* Saved data entries:
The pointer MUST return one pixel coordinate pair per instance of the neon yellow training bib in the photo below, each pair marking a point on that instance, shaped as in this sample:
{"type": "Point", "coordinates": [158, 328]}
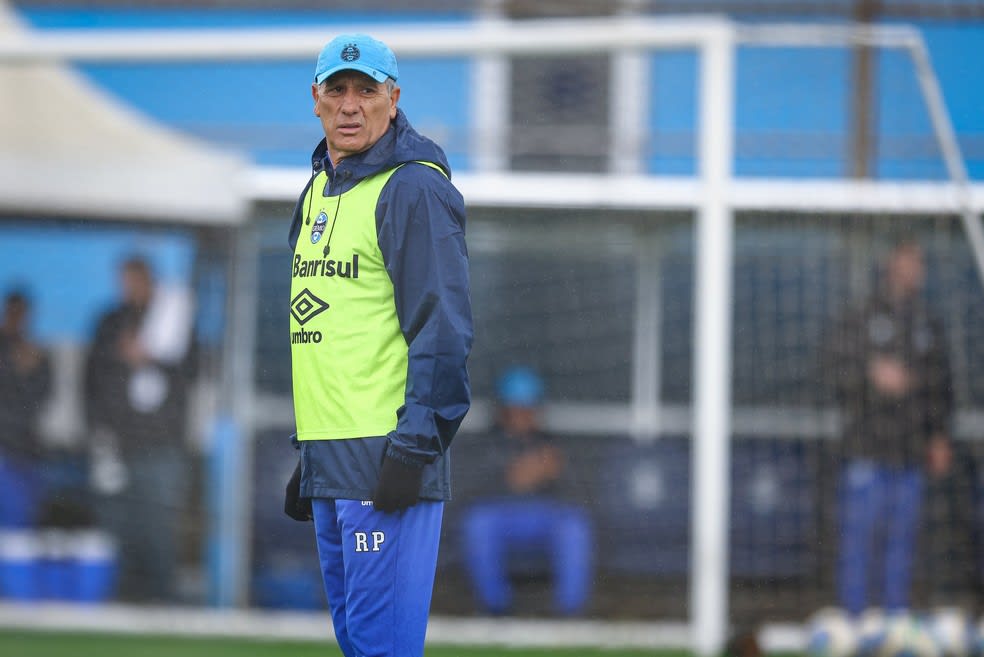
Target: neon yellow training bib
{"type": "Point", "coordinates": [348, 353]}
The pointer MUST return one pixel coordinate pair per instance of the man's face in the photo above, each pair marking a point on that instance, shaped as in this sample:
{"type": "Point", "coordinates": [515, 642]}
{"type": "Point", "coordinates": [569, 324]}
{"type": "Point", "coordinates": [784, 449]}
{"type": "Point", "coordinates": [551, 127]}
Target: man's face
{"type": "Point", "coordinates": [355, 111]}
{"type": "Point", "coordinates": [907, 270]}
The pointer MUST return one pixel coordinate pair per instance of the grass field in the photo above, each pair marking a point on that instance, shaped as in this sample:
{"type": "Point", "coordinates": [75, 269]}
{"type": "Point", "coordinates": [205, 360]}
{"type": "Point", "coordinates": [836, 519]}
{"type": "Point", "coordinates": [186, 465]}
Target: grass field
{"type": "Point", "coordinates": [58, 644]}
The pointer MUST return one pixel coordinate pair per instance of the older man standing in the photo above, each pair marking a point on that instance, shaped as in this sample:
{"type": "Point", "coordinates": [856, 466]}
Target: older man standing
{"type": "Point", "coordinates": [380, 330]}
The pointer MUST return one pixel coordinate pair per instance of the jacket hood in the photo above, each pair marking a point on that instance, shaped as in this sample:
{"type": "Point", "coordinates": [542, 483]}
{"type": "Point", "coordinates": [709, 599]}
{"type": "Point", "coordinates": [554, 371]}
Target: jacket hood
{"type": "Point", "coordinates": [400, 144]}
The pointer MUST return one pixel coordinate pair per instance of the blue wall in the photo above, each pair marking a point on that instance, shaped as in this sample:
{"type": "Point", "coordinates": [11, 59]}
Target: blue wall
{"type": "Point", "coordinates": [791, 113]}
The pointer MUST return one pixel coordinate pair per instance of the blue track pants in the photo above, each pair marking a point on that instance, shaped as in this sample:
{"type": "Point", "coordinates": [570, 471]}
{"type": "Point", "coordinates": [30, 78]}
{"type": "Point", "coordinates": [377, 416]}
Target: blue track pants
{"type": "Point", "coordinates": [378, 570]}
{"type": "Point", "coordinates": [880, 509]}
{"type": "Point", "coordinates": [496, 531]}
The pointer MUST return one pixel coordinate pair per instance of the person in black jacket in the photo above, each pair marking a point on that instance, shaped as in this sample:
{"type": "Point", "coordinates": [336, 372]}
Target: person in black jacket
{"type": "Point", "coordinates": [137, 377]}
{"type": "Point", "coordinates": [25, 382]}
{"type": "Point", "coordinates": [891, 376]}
...
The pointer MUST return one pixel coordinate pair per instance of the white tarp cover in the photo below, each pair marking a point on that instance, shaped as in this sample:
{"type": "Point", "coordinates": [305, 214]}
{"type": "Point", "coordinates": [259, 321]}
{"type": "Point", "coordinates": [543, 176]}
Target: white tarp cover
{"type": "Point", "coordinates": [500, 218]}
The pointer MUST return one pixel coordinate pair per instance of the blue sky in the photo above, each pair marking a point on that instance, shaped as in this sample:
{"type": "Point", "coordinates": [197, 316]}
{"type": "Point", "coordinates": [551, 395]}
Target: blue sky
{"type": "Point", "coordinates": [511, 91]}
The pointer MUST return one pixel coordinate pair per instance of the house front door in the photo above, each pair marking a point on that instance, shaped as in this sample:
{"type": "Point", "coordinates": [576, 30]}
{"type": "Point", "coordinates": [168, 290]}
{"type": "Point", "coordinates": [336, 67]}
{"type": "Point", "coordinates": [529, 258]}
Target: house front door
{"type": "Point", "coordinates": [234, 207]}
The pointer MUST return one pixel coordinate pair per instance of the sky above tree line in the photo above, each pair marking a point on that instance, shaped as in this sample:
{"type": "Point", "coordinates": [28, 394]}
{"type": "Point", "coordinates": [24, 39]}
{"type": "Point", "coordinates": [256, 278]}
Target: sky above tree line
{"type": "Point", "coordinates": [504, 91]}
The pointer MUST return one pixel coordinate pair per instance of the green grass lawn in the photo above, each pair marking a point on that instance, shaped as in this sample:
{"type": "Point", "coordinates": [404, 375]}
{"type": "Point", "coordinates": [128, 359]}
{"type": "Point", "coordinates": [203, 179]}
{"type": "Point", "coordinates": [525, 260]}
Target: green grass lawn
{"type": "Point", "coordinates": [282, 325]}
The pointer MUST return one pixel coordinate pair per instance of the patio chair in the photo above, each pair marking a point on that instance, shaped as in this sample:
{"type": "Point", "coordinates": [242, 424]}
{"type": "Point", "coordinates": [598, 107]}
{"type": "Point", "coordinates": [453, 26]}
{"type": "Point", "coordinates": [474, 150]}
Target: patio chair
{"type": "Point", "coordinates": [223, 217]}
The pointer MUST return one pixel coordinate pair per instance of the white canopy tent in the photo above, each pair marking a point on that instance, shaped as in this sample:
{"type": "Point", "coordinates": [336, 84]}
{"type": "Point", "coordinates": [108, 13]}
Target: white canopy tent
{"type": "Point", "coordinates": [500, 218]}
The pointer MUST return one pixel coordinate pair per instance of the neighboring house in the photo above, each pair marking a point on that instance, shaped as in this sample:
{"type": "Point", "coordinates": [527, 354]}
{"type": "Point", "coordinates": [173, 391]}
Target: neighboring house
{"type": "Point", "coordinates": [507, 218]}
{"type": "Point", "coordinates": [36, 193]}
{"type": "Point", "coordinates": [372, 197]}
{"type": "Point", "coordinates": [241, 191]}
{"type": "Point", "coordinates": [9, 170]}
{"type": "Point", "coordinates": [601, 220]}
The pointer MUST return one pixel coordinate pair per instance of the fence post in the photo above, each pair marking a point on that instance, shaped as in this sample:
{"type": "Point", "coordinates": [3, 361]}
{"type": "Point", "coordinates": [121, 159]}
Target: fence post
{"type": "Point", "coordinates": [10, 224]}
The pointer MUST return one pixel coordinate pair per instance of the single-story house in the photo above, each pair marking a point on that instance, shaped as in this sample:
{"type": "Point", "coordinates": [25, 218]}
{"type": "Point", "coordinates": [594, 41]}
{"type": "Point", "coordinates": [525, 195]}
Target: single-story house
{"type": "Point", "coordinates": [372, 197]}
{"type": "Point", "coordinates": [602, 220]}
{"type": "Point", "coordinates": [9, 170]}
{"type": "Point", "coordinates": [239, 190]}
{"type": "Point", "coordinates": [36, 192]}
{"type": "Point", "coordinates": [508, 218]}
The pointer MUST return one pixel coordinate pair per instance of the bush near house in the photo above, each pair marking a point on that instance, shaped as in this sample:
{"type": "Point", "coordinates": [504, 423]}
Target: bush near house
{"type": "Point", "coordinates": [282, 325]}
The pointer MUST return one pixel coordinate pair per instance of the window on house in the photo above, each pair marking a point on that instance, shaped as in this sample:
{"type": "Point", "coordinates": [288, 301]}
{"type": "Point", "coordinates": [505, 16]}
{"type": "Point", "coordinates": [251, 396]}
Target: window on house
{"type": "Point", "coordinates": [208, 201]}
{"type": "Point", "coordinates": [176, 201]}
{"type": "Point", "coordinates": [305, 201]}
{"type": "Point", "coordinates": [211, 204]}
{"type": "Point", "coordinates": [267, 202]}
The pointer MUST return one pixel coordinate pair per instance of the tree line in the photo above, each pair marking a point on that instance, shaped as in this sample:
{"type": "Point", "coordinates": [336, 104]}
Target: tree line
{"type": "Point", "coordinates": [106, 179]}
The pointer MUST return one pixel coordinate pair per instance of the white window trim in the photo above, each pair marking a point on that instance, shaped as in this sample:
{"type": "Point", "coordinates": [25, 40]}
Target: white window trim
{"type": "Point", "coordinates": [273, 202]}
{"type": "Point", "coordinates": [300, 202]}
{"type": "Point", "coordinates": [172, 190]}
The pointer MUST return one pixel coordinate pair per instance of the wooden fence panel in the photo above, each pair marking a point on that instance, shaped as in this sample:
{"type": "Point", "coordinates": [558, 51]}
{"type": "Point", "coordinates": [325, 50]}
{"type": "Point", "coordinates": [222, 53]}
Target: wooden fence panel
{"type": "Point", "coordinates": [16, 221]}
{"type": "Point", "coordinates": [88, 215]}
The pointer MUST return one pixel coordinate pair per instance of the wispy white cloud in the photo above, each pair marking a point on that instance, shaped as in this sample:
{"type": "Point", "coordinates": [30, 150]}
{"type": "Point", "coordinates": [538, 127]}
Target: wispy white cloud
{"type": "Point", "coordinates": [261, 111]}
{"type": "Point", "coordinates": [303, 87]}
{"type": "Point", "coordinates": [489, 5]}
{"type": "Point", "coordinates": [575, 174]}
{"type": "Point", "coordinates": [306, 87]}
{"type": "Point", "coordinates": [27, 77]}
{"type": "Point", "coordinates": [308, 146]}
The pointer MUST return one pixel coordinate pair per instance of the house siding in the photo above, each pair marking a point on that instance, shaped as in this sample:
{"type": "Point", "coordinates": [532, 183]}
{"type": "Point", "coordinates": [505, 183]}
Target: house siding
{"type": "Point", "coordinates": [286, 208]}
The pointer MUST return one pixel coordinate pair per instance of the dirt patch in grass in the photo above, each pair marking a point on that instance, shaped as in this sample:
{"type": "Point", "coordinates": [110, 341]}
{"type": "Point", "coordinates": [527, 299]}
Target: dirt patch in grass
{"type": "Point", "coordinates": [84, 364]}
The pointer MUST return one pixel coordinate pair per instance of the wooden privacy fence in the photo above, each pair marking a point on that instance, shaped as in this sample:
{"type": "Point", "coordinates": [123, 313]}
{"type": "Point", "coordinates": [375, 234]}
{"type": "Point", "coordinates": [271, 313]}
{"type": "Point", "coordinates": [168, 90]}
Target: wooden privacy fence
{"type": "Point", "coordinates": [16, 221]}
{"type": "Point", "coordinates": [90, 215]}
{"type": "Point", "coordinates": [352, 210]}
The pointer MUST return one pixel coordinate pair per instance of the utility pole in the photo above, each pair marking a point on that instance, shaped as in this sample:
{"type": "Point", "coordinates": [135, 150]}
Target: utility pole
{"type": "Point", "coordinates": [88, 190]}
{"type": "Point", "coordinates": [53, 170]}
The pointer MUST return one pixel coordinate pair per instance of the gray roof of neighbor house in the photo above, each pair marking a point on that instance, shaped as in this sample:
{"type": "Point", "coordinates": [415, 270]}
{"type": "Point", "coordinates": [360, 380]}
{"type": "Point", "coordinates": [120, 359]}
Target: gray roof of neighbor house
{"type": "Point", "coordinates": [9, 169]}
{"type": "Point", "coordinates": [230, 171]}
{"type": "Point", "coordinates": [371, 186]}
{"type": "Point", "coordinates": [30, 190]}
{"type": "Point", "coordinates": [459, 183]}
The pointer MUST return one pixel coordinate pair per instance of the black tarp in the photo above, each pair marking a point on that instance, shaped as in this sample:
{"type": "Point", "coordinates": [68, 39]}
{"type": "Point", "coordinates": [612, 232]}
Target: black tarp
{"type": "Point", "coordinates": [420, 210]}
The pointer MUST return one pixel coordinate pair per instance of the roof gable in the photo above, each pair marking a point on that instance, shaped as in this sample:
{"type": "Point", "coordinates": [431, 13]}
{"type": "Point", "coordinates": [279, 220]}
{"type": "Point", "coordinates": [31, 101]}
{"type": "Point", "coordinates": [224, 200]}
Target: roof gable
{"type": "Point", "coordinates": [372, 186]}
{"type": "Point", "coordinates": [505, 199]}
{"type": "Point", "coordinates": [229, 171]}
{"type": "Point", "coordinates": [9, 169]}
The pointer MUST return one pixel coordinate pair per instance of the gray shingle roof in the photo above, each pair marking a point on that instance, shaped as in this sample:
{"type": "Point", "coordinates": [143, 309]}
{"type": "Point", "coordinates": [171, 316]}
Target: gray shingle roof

* Written problem:
Could you rewrite the lines from the one containing "the white tarp" through the one containing "Target: white tarp cover", changing "white tarp cover" to "blue tarp cover" and leaving everything else untouched?

* Result:
The pointer MUST return one pixel coordinate pair per instance of the blue tarp cover in the photo below, each pair marking a point on that instance, shaped as in this sample:
{"type": "Point", "coordinates": [305, 214]}
{"type": "Point", "coordinates": [259, 321]}
{"type": "Point", "coordinates": [543, 176]}
Target: blue tarp cover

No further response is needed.